**Page**
##########
We ultimately want to lower the cost or make the answers the network gives us closer to their actual value which we get from our labeled data. Therefore, we want to find the gradient of the cost function and use that to get the gradients of our weights and biases with respect to the cost. In other words we will find out what effect each weight and bias has on the cost function. This effect represents the slope of the cost function in the dimension of a particular weight or bias. That slope is what we want to "roll" down by subtracting it from the particular weight.

How can we compute the gradient for the weights in our network? It is similar to how we found the gradients for the slope and y intercept of our best fit line in the previous module except we have one extra step which is the activation function.

The gradients for the weights and biases in our weighted input function, number 1 above, is the same as with our best fit line. The gradient for the cost function is the same as well. The only difference is now we need to know the gradient of the activation function. However, once we have that, we can find the gradients for all the weights and biases.

We find the gradients for every step in our chain

\begin{align}
x & = \text{input} \\
y & = \text{input label or "correct answer"} \\
\frac{\partial z}{\partial w} & = x \\
\frac{\partial z}{\partial b} & = 1 \\
\frac{\partial a}{\partial z} & = a'(z) \\
\frac{\partial C}{\partial a} & = a - y
\end{align}

For each of our activation functions we can find the derivative or gradient in the following way. The functions listed are linear, relu, and sigmoid respectively.

\begin{align}
y(z) & = z \\
y'(z) & = 1 \\
relu(z) & = \begin{cases}
    z & \quad \text{if } z \text{ > 0} \\
    0 & \quad \text{if } z \text{ <= 0}
    \end{cases} \\
relu'(z) & = 
    \begin{cases}
    1 & \quad \text{if } z \text{ > 0} \\
    0 & \quad \text{if } z \text{ <= 0}
    \end{cases} \\
\sigma(z) & = \frac{1}{1+e^{-z}} \\
\sigma'(z) & = \sigma(z)(1 - \sigma(z))
\end{align}


We can chain the gradients together to find what we really want which is the gradients for each weight and bias in the cost function. In other words, how much does a change in the weight or bias affect the final cost and in what direction (positive or negative). Using this value, we can subtract it from the weight or bias to make it "roll" down the hill. 

So the expression $\frac{\partial C}{\partial w}$ really means what is the change in cost (top) divided by the change in weight (bottom). Or $\frac{\partial C}{\partial b}$ means what is the change in final cost over the change in a certain bias. These values tell us how much a change in the weight or bias affects the final cost and whether that relationship is positive or negative. 

If the relationship is positive that means we have a positive slope and as our weight or bias increases, so too does our cost. Alternatively, if the relationship is negative then as one goes up the other goes down. The magnitude of this value represents how big of a change will happen or how steep our slope is. In that sense it tells us the steepness and direction of the hill. 

So when we chain the gradients together for each of our steps, we can find those slopes.
##########
**Records**

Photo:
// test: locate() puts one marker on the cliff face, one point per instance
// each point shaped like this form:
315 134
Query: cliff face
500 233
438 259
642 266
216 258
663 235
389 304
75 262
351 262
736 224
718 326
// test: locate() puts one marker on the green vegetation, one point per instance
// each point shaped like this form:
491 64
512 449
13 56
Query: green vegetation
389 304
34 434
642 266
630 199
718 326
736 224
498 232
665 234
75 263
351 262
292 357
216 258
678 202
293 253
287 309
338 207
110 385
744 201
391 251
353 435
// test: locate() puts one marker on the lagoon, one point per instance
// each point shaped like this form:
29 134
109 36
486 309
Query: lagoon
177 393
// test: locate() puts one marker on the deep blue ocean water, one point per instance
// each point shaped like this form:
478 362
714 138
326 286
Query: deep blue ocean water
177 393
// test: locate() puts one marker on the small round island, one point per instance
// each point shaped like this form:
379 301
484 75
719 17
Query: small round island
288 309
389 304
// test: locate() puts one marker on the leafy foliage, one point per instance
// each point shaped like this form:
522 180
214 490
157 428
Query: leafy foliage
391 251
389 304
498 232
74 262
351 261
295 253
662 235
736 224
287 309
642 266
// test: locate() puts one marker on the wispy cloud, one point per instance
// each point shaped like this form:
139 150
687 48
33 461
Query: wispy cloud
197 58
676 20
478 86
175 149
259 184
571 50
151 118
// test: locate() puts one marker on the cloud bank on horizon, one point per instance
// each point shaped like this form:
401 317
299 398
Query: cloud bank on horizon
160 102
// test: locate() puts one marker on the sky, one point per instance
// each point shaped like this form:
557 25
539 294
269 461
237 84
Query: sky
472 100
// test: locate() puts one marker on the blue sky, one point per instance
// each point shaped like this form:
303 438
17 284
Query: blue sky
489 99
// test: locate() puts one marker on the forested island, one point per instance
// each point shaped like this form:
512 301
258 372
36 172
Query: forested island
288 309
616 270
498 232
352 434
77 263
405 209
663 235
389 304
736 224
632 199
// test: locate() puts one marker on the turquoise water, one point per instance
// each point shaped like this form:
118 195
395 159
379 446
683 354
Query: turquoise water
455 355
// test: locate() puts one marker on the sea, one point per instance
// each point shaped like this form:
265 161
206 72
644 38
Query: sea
##########
**What you will do**
(a) Retype the listing line for line, starting at the line that contains "sea, one point per instance" and stopping after the listing's final line.
(b) Continue the explanation of computing gradients for a network's weights and biases, starting right after its final sentence.

**The results**
(a)
// test: locate() puts one marker on the sea, one point per instance
// each point shaped like this form:
265 161
206 72
644 38
Query: sea

(b)
\begin{align}
\frac{\partial C}{\partial w} & =  \frac{\partial C}{\partial a} \frac{\partial a}{\partial z} \frac{\partial z}{\partial w} & = x a'(z) (a - y)\\
\frac{\partial C}{\partial b} & = \frac{\partial C}{\partial a} \frac{\partial a}{\partial z} \frac{\partial z}{\partial b} & = a'(z) (a - y) \\
\end{align}


Can you see how the tops and bottoms of the fractions in the middle cancel out to give us the left hand side of each equation? All of the a'(z) terms above can be replaced with the corresponding derivative of whichever activation function we decide to use. For instance if we're using the linear activation function, the $a'(z)$ just becomes 1.

Let's see if we can train a single layer network to predict house prices. This layer will only have 1 output for price and we will use a linear activation function. 

In [702]:
from sklearn.datasets import load_boston

dataset = load_boston()

# The house features are essentially a table with 13 columns
# each column is described in the dataset
house_features = dataset.data
house_prices = dataset.target

print(dataset.keys())
print(dataset.DESCR)

dict_keys(['data', 'target', 'feature_names', 'DESCR', 'filename'])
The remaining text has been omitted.